# FRAGMENTO FACILITADO:
:::::

Camareros
Veo en la tele que una cadena de restaurantes de Marbella tiene que buscar sus camareros en Iberoamérica. Les pagan mil euros al mes, más las propinas, el vuelo, las comidas y el alojamiento. Es evidente que el decretazo no ha servido de mucho: las últimas estadísticas dicen que en el pasado mes de junio había 895.342 andaluces inscritos en el Inem. De ellos, 355.589 demandaban un empleo en el sector servicios; 60.065 eran malagueños. Pues bien, ni el decretazo ni el Inem han logrado casar estas demandas con las correspondientes ofertas de empleo. Que a la principal industria andaluza le falte mano de obra habiendo casi 900.000 parados inscritos en el Inem debería de ser motivo de reflexión. No parece que hayan servido de mucho los 1.328 millones de euros que la Junta destina cada año a concertación social y que, teóricamente, tienen por principales finalidades la formación y la lucha contra el paro.

:::::

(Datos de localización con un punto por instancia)
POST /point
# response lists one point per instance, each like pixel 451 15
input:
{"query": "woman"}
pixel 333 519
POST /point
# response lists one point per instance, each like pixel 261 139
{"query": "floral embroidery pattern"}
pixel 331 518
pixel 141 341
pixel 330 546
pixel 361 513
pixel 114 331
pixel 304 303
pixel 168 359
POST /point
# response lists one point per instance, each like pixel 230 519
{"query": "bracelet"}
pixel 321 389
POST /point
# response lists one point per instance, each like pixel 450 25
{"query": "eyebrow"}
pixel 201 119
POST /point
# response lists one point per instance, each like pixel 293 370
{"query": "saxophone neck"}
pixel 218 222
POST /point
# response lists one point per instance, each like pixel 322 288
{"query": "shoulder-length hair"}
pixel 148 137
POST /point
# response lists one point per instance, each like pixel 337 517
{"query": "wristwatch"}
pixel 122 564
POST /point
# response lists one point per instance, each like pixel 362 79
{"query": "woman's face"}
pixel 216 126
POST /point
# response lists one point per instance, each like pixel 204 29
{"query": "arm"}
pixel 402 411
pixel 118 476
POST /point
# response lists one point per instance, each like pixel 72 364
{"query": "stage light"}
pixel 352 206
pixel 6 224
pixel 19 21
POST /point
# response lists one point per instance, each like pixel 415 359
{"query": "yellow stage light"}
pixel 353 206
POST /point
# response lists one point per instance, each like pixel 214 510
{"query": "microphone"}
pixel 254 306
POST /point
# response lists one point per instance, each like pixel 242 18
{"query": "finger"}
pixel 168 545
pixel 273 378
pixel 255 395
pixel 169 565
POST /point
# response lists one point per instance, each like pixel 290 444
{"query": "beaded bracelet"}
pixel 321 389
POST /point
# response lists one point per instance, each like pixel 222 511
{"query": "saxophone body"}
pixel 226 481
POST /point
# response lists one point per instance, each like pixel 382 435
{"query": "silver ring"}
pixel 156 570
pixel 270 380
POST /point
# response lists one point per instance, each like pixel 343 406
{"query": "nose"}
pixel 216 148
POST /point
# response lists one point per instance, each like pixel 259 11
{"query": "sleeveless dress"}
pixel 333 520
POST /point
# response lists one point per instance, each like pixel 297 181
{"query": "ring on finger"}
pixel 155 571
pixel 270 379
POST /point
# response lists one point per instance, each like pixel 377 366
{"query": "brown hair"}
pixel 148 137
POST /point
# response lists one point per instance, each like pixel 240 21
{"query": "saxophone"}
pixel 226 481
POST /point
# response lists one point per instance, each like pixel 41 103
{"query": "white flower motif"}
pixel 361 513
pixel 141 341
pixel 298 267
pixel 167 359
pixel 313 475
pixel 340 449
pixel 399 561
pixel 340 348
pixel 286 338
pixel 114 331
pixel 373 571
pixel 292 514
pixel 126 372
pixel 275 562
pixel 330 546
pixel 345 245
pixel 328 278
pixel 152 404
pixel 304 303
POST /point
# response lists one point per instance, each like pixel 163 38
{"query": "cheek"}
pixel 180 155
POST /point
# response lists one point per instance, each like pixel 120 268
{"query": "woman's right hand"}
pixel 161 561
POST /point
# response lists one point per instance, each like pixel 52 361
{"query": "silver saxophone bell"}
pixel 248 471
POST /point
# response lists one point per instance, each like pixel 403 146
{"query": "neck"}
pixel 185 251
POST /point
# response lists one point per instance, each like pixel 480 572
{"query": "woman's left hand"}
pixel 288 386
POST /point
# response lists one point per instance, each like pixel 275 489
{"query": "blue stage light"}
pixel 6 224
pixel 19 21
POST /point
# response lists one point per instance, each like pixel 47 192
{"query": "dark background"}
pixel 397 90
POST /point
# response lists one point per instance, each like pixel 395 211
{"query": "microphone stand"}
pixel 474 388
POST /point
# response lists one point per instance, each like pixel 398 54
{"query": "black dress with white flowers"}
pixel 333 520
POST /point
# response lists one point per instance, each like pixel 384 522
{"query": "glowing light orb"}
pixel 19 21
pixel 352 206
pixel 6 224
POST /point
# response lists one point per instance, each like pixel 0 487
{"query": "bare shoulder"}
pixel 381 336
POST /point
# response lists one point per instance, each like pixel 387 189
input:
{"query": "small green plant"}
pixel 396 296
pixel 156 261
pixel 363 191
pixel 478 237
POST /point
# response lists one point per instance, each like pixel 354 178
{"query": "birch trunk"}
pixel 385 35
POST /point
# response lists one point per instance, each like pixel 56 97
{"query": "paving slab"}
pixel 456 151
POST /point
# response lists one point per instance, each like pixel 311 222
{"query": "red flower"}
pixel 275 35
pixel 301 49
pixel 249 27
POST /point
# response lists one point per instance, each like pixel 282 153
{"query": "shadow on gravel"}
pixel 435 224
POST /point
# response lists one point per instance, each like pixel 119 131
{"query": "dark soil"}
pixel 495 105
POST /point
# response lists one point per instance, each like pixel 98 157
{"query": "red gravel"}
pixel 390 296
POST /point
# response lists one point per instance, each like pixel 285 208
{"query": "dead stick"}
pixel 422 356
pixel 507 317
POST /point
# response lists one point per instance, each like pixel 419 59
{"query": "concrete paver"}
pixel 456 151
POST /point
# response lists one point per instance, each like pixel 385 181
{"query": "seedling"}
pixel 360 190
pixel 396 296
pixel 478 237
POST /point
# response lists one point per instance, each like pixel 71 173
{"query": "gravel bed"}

:::::

# TAREA A:
Indica si cada afirmación concuerda con el fragmento y responde sí o no, citando literalmente las palabras decisivas: (i) los camareros cobran mil euros al mes más las propinas; (ii) en junio había más de un millón de andaluces inscritos en el Inem; (iii) la Junta destina cada año 1.328 millones de euros a concertación social.
# TAREA B:
Contesta a estas preguntas con datos del fragmento:
(i) ¿Dónde tiene que buscar sus camareros la cadena de restaurantes de Marbella?
(ii) ¿Cuántos de los que demandaban empleo en el sector servicios eran malagueños?
(iii) ¿Cuáles son, teóricamente, las principales finalidades del dinero que la Junta destina a concertación social?
Los registros son un material aparte, independiente del fragmento.

# RESPUESTA ESCRITA A:
(i) Sí: «Les pagan mil euros al mes, más las propinas».
(ii) No: «había 895.342 andaluces inscritos en el Inem».
(iii) Sí: «los 1.328 millones de euros que la Junta destina cada año a concertación social».

# RESPUESTA ESCRITA B:
(i) En Iberoamérica.
(ii) 60.065.
(iii) La formación y la lucha contra el paro.